WHAT THE TASK ASKS:
Please write out the passage on Socrates and the gods word for word, starting with "Apology: Socrates isn't" and going on through "aren't the same).".

SUPPLIED TEXT:
Apology: Socrates isn't accused of atheism, but of not believing in the gods of the city and introducing new daimonia. When Meletus accuses Socrates of atheism, it's Meletus falling for a trick, since Socrates thereby doesn't have to address whether he believes in the gods of the city, see how Socrates frames his question at 26c as an either/or between atheism simpliciter or believing in any gods whatsoever (!= believing in the gods of the city specifically).

Xenophon: nothing I see in his corpus that conveys superstition, just exercise of what's expected of him. By contrast, consider his Apology, para. 4,and condider the weak defense then of para. 11 which relies on shifting the sense of the verb nomizein, where the accusation suspects him in the sense of belief, and his defense argues from the sense of practiced worship (the senses aren't the same).

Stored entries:
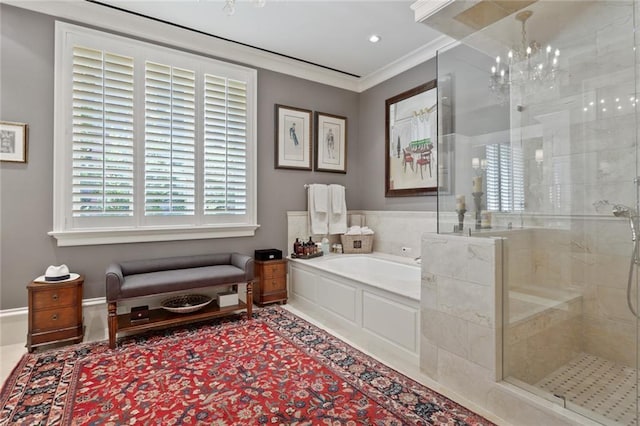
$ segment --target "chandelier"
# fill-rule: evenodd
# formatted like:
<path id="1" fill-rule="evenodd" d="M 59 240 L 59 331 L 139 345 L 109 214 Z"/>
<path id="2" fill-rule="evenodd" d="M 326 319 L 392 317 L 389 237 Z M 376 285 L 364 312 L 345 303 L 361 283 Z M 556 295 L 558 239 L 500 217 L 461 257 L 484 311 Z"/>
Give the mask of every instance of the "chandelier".
<path id="1" fill-rule="evenodd" d="M 264 5 L 267 4 L 267 0 L 251 0 L 251 3 L 253 3 L 255 7 L 264 7 Z M 225 0 L 222 10 L 227 16 L 236 13 L 236 0 Z"/>
<path id="2" fill-rule="evenodd" d="M 489 89 L 502 101 L 508 99 L 509 89 L 514 85 L 530 90 L 538 90 L 543 84 L 543 87 L 554 86 L 560 50 L 553 50 L 549 45 L 542 49 L 536 41 L 527 42 L 526 23 L 531 15 L 530 10 L 516 15 L 516 20 L 522 23 L 521 45 L 509 50 L 505 61 L 497 56 L 491 67 Z"/>

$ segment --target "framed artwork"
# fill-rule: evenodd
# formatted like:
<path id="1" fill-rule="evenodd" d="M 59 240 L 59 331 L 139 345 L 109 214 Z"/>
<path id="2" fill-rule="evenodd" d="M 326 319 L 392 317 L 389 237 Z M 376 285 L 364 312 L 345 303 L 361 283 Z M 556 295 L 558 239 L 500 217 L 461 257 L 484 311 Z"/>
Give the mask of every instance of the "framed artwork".
<path id="1" fill-rule="evenodd" d="M 311 111 L 275 107 L 276 169 L 311 170 Z"/>
<path id="2" fill-rule="evenodd" d="M 385 197 L 436 195 L 436 80 L 385 101 Z"/>
<path id="3" fill-rule="evenodd" d="M 27 125 L 0 121 L 0 161 L 27 162 Z"/>
<path id="4" fill-rule="evenodd" d="M 347 117 L 315 113 L 315 170 L 347 173 Z"/>

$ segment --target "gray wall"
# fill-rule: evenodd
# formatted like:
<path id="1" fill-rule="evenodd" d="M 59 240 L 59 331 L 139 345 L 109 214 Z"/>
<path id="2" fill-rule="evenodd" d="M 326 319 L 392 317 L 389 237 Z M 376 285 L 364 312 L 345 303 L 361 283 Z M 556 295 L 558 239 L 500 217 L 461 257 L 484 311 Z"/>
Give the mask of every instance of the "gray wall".
<path id="1" fill-rule="evenodd" d="M 286 211 L 304 210 L 304 183 L 357 185 L 356 151 L 350 173 L 274 169 L 274 104 L 348 118 L 348 140 L 358 137 L 358 94 L 258 70 L 258 223 L 255 237 L 104 246 L 57 247 L 53 226 L 54 18 L 0 5 L 0 119 L 29 125 L 26 164 L 0 164 L 0 309 L 27 305 L 25 286 L 48 265 L 66 263 L 86 276 L 85 298 L 104 296 L 104 271 L 112 260 L 205 252 L 285 249 Z M 361 208 L 358 191 L 347 191 L 350 208 Z"/>
<path id="2" fill-rule="evenodd" d="M 28 162 L 0 163 L 0 310 L 27 305 L 26 285 L 48 265 L 85 275 L 104 296 L 109 262 L 160 256 L 285 250 L 288 210 L 306 209 L 305 183 L 339 183 L 349 209 L 435 210 L 435 197 L 384 197 L 384 101 L 435 78 L 428 61 L 364 93 L 258 70 L 258 223 L 255 237 L 57 247 L 53 226 L 54 18 L 0 4 L 0 119 L 28 123 Z M 346 175 L 274 168 L 274 104 L 346 116 Z"/>

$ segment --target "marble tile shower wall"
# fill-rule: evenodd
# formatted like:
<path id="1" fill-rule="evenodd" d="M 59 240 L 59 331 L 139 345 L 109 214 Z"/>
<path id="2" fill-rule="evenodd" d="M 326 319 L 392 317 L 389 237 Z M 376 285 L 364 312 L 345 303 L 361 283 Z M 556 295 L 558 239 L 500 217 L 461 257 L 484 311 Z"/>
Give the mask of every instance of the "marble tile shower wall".
<path id="1" fill-rule="evenodd" d="M 626 301 L 628 223 L 608 216 L 529 216 L 524 224 L 531 228 L 491 234 L 506 239 L 505 287 L 556 291 L 559 305 L 541 317 L 549 327 L 531 321 L 506 331 L 518 334 L 505 338 L 506 373 L 535 381 L 578 350 L 635 366 L 636 322 Z M 579 311 L 562 301 L 567 294 L 579 296 Z M 549 342 L 546 352 L 524 349 L 540 348 L 536 339 Z"/>
<path id="2" fill-rule="evenodd" d="M 527 232 L 519 233 L 526 240 Z M 424 234 L 420 368 L 443 386 L 520 425 L 583 425 L 499 382 L 502 261 L 498 237 Z M 557 408 L 557 407 L 556 407 Z"/>

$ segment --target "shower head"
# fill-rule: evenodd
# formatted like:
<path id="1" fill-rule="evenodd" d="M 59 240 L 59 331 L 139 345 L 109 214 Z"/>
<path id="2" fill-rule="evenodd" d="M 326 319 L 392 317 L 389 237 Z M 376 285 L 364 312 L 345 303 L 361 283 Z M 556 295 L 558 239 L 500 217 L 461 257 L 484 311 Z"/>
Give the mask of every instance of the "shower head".
<path id="1" fill-rule="evenodd" d="M 628 217 L 631 218 L 633 216 L 637 216 L 635 210 L 633 210 L 631 207 L 627 207 L 623 204 L 615 204 L 613 206 L 613 211 L 612 211 L 613 215 L 615 217 Z"/>

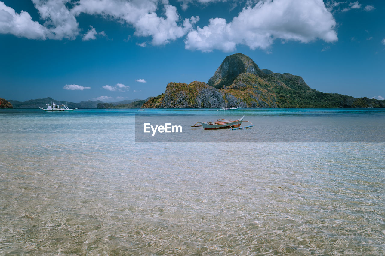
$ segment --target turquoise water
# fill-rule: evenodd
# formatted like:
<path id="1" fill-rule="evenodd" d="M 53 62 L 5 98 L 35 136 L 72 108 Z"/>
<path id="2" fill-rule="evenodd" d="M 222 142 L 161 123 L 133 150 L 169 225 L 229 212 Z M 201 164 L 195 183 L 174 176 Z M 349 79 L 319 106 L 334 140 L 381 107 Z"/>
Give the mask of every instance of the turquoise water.
<path id="1" fill-rule="evenodd" d="M 223 112 L 0 110 L 0 254 L 385 254 L 385 111 Z"/>

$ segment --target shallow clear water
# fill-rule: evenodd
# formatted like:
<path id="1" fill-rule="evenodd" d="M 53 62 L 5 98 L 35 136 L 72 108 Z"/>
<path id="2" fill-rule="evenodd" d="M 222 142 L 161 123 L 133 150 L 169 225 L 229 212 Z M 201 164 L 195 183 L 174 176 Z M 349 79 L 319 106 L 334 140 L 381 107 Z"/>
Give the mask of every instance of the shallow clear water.
<path id="1" fill-rule="evenodd" d="M 135 143 L 140 112 L 217 114 L 0 110 L 0 254 L 385 254 L 385 143 Z M 241 113 L 370 130 L 385 111 Z"/>

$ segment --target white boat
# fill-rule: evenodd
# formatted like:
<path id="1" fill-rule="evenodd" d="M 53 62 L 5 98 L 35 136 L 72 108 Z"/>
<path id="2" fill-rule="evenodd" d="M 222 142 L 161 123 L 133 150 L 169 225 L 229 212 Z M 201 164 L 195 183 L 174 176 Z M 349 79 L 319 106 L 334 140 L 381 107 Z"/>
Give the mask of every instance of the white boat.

SOLUTION BELOW:
Apology: Socrates isn't accused of atheism, but of not believing in the gods of the city and introducing new daimonia. When Meletus accuses Socrates of atheism, it's Meletus falling for a trick, since Socrates thereby doesn't have to address whether he believes in the gods of the city, see how Socrates frames his question at 26c as an either/or between atheism simpliciter or believing in any gods whatsoever (!= believing in the gods of the city specifically).

Xenophon: nothing I see in his corpus that conveys superstition, just exercise of what's expected of him. By contrast, consider his Apology, para. 4,and condider the weak defense then of para. 11 which relies on shifting the sense of the verb nomizein, where the accusation suspects him in the sense of belief, and his defense argues from the sense of practiced worship (the senses aren't the same).